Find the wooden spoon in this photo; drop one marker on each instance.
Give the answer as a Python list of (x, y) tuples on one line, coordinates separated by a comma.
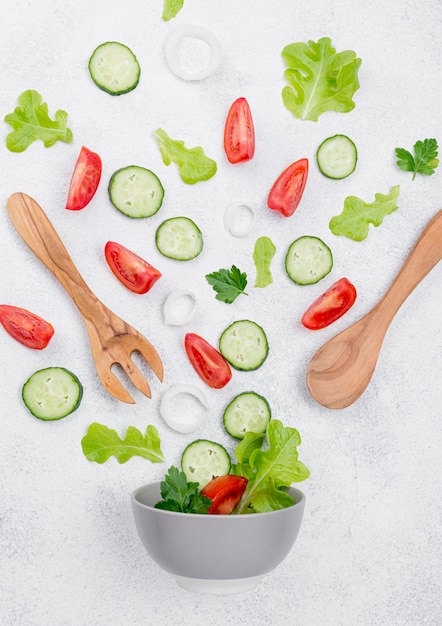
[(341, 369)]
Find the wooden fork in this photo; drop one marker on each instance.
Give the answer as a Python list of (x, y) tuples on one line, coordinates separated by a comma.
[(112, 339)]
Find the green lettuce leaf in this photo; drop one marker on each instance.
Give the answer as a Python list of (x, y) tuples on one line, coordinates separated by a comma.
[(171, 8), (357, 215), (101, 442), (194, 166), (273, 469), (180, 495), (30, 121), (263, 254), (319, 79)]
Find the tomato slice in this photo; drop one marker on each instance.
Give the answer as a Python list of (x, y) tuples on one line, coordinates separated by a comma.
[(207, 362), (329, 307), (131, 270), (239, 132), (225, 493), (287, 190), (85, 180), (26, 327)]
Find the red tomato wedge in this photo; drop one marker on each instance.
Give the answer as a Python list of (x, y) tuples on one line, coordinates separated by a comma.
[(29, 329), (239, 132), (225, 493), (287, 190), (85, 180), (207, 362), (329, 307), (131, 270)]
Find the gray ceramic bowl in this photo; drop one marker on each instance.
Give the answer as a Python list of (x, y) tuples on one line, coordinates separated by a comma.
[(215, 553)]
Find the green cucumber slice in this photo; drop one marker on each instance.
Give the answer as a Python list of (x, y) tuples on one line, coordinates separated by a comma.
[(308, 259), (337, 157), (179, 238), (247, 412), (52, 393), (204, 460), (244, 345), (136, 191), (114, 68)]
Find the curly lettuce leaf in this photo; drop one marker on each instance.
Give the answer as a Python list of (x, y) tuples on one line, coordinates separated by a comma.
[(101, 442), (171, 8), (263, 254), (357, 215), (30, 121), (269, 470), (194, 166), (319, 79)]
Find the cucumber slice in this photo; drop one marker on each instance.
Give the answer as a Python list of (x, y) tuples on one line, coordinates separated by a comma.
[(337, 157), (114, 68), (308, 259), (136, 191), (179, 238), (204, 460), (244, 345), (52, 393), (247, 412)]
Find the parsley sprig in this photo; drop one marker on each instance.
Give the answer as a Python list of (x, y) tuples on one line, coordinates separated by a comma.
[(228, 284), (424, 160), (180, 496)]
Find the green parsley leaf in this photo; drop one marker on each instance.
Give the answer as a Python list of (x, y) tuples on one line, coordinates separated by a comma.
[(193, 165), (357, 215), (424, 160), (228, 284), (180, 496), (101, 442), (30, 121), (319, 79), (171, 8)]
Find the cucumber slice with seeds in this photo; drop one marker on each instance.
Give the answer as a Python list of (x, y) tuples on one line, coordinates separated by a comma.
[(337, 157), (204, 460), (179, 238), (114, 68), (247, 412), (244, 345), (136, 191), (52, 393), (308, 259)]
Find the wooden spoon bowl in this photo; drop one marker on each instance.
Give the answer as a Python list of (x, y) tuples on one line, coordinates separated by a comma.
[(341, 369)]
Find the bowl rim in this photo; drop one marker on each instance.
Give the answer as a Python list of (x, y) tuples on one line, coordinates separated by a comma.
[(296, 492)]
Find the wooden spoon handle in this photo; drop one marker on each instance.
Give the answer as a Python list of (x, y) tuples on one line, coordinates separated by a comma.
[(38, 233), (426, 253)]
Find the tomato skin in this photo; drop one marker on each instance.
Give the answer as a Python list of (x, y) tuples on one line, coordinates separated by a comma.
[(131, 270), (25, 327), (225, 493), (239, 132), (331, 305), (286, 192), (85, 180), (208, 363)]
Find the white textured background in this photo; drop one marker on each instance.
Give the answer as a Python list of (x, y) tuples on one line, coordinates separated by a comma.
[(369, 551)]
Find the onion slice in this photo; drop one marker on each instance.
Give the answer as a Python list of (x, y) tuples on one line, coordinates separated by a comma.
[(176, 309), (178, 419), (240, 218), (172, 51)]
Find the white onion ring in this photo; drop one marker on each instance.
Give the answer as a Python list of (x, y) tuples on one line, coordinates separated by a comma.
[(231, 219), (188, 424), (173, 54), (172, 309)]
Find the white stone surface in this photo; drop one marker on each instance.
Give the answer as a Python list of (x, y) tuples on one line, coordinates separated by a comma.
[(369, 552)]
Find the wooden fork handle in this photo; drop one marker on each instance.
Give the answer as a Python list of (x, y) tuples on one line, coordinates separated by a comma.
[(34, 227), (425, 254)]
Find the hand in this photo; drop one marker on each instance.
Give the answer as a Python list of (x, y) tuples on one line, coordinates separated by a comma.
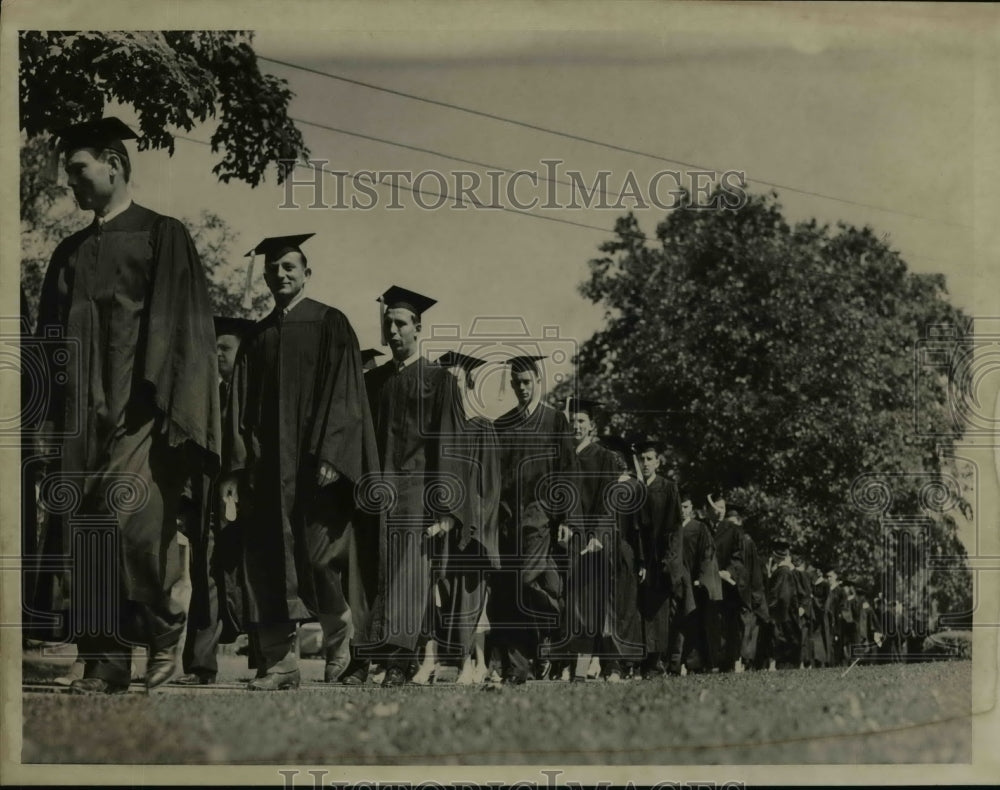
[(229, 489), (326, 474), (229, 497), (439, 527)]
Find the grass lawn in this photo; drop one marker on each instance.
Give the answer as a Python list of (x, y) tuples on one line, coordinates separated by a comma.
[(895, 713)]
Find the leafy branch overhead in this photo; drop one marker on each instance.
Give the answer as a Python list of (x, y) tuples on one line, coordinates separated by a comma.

Work required: Those lines of the records that contain the string "wooden" should be identified and copied.

Solved exercise:
Find the wooden spoon in this photo; drop one marker on each instance.
Find the wooden fork in this photo; drop one marker on each instance.
Find the wooden spoon bowl in this photo; drop one marker on each instance.
Find the wooden spoon handle in this photo; drop one marker on each instance.
Find the wooden fork handle in this photo; drop one marker on each instance.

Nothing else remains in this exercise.